■ **TASK INSTRUCTIONS**
Exactly as written, output each record given below.

■ **DATA FOR THE TASK**
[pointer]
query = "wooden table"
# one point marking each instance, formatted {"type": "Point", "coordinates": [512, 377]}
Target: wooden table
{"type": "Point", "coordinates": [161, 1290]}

■ **OUTPUT BELOW**
[pointer]
query = "wooden table"
# one point marking each instance, formatted {"type": "Point", "coordinates": [512, 377]}
Target: wooden table
{"type": "Point", "coordinates": [161, 1290]}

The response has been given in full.